[Exercise brief] Repeat the whole listing below word for word, but leave out the pictures.

[Stored data]

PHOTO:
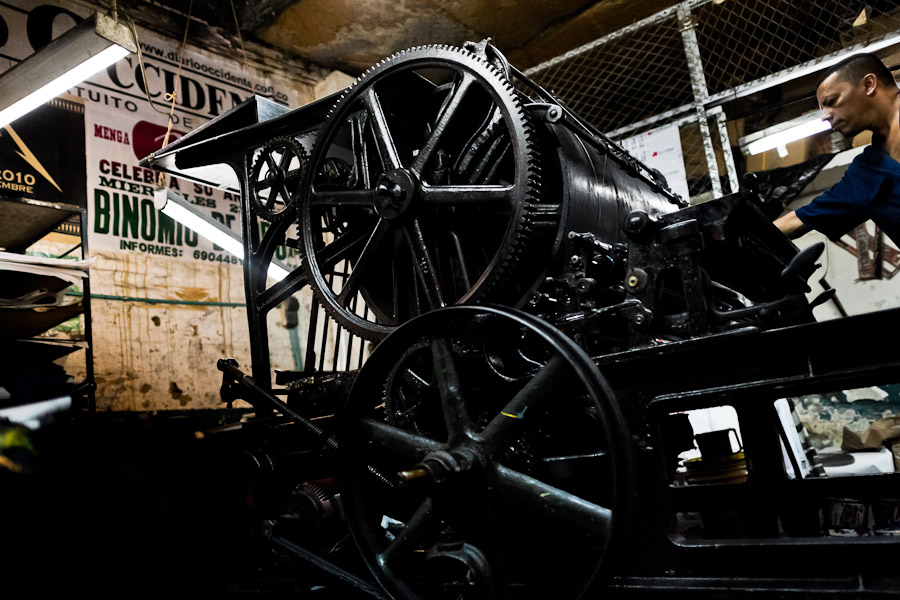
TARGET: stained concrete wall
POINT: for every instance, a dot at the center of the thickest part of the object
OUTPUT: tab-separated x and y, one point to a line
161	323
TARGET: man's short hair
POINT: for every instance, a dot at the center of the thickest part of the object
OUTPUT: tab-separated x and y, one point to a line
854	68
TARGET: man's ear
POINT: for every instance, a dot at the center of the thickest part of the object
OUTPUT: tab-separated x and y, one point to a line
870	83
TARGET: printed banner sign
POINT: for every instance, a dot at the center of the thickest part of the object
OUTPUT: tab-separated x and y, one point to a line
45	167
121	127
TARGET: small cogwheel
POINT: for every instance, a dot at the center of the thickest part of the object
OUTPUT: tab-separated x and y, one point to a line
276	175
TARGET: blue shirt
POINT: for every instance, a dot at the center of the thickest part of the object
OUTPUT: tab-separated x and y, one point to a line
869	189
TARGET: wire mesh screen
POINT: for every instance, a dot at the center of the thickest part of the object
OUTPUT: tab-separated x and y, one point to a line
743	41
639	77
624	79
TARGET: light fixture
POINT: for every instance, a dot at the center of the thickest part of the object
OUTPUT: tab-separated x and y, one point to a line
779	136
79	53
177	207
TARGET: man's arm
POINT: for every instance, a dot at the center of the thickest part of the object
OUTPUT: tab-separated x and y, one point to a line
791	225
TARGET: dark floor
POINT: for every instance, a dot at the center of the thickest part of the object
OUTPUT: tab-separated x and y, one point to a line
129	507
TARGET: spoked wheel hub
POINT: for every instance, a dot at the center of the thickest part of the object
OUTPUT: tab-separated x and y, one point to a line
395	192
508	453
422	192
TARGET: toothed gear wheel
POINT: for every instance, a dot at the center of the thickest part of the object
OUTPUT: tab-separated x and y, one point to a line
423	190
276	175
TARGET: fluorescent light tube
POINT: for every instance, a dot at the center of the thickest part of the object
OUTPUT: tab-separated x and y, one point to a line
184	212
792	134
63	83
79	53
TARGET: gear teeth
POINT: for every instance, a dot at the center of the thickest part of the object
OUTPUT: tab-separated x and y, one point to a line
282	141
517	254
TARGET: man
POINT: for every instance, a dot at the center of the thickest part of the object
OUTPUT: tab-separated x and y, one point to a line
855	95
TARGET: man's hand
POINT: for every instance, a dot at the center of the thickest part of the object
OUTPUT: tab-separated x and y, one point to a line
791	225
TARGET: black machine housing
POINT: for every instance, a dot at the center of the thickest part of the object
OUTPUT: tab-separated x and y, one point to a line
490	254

[Result of the task]
PHOTO:
TARGET: stained concrete wall
POINT: for every instance, a dot at the center of the thickest part of the object
OUTPUT: tab-separated x and y, one point to a line
161	323
TARGET: man's short hair
POINT: for every instance, a dot at the center of the thickest part of the object
OUTPUT: tab-separated x and y, one point to a line
854	68
TARGET: man's ear
POINT: for every instance, a dot at the center of the thickest part of the object
OUTPUT: tab-separated x and y, one point to a line
870	83
TARGET: printed banner sign
POINT: for every instance, a dot at the center of the thickest part of the object
OUTPUT: tab-separated x and y, one point to a line
45	167
121	127
TARGET: small cogwheel
POINT: for every instance, a dot at the center of the thickest part of the object
OUTPUT: tab-separated x and y, one point to a line
276	175
TARGET: blue shirt
POINT: for every instance, a dot at the center of the thickest part of the object
OUTPUT: tab-separated x and y, one point to a line
869	189
TARGET: wire mesh screen
POINT: for every instance, a dot at the center of the thickest part of the object
OUTPUT: tab-separated x and y, one point to a line
743	41
639	77
624	79
TARGET: light fixture
POINT: for every instance, a dot at the center of the thickest part of the object
OUTPUT: tab-separated x and y, one point to a line
779	136
79	53
177	207
TARGET: man's arm
POINT: for every instance, a dot at the center of the thickest part of the object
OUTPUT: tab-separated x and y, one point to a line
791	225
TARGET: dark floor
POINT: for every instance, a dot at the center of the thickest part of the object
OUTPUT: tab-separated x and y, one point to a line
129	507
TARGET: spoked wheel hub
POINT: for every instance, a dot at the center of the thickest part of the object
OUTPUT: tab-separated x and y, one point to a line
395	192
508	453
422	192
TARGET: toothed gear wheel
POINT: for every instance, a dot at the center of the thickest part of the object
OUTPUT: tab-separated x and y, one point to a line
423	190
276	175
TARGET: fluorescent light tube
POINT: for every instance, a dot at the center of the thickest part of the object
OUTPUT: tab-separated x and y, one point to a line
184	212
792	134
63	83
79	53
TARGET: gear teeth
POINT: for every instance, a dot at the center of the thickest part of the object
OUTPUT: tab-separated x and y, one point to a line
282	141
517	254
TARGET: man
POINT: for every instance, a dot at the center of the thickest part of the object
OUTPUT: tab-separated x and y, one point to a line
855	95
TARGET: man's hand
POINT: for every instance, a dot at the center of the thickest part of the object
OUTPUT: tab-separated x and y, one point to a line
791	225
TARGET: black machine housing
POINT: for every instance, a dot at the center of the thickest part of the object
OUTPUT: tab-separated x and y, one point to a line
490	254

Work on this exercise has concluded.